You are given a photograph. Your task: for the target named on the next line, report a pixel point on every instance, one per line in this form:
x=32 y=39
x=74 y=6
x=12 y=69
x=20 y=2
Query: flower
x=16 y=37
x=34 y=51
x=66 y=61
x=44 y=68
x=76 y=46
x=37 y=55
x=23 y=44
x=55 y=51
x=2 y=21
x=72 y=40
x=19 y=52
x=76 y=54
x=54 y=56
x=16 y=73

_INSTRUCTIONS FOR THE TASK_.
Rewrite all of the material above, request lines included, and multiply every x and y coordinate in the answers by 1.25, rounding each result to a whole number with halves rounded up. Leave the numbers in the requests and their format samples unchanged.

_SOLUTION TO THIS TASK_.
You are given a photograph. Your task: for the target named on the next line, report a pixel point on every instance, one per line in this form:
x=32 y=39
x=74 y=6
x=12 y=69
x=20 y=2
Query: flower
x=20 y=46
x=43 y=64
x=83 y=76
x=55 y=85
x=95 y=58
x=46 y=69
x=29 y=55
x=69 y=64
x=3 y=26
x=90 y=50
x=24 y=65
x=95 y=68
x=68 y=70
x=20 y=91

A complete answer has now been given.